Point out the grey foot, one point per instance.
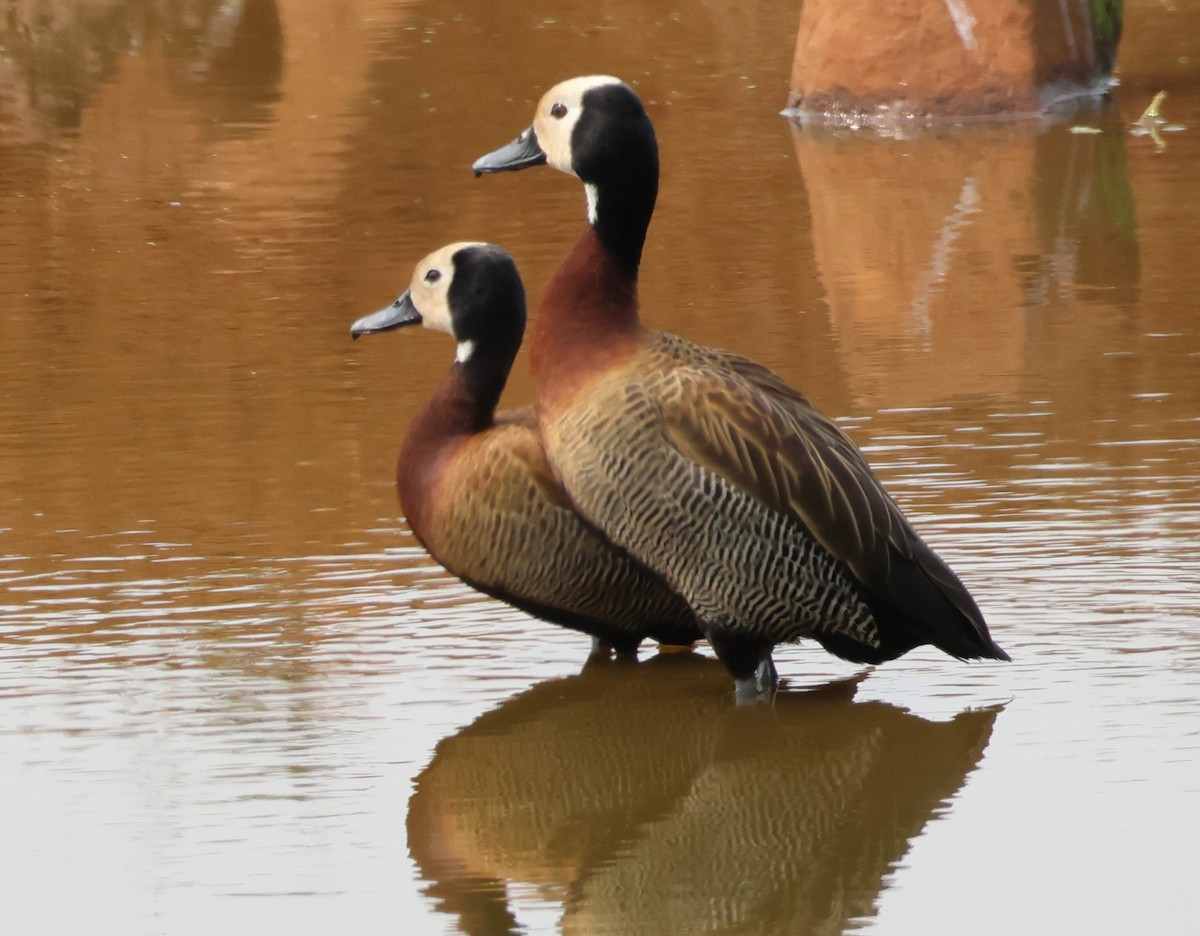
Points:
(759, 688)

--

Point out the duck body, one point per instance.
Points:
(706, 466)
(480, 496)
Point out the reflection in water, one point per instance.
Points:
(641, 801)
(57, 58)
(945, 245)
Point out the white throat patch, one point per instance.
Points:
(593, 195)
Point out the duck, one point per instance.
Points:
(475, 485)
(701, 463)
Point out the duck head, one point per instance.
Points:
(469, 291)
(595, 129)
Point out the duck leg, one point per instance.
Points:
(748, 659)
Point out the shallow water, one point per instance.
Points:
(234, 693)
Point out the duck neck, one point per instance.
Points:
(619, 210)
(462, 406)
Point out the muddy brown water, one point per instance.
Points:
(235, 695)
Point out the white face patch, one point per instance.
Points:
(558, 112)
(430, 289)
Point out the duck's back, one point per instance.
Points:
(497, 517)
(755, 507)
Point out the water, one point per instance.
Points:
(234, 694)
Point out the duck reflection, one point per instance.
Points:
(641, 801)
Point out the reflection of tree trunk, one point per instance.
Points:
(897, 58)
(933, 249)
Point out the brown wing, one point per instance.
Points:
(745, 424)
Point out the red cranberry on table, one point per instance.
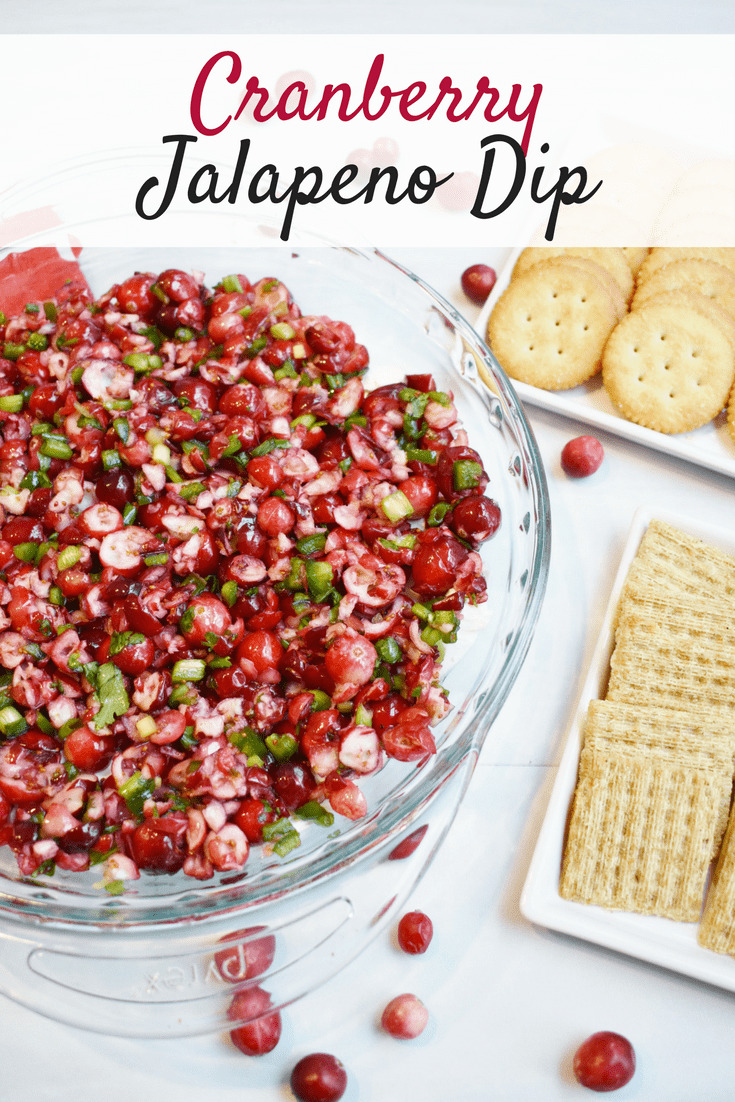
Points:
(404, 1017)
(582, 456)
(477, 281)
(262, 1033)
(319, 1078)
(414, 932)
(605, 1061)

Task to carry out. Reproduce, word for word, the lines between the one containing "Point out the duck reflection, one" and the one containing "(605, 1061)", inclusive, and omit the pictures.

Result.
Point out the duck reflection, one point per instance.
Points:
(641, 801)
Point out the reflection of tree trunk, one point per instance.
Points:
(897, 58)
(933, 249)
Point out the brown wing, one point per instance.
Points:
(745, 424)
Point out the red cranberry on table, one point per instance.
Points:
(404, 1017)
(582, 456)
(477, 281)
(262, 1033)
(319, 1078)
(414, 932)
(605, 1061)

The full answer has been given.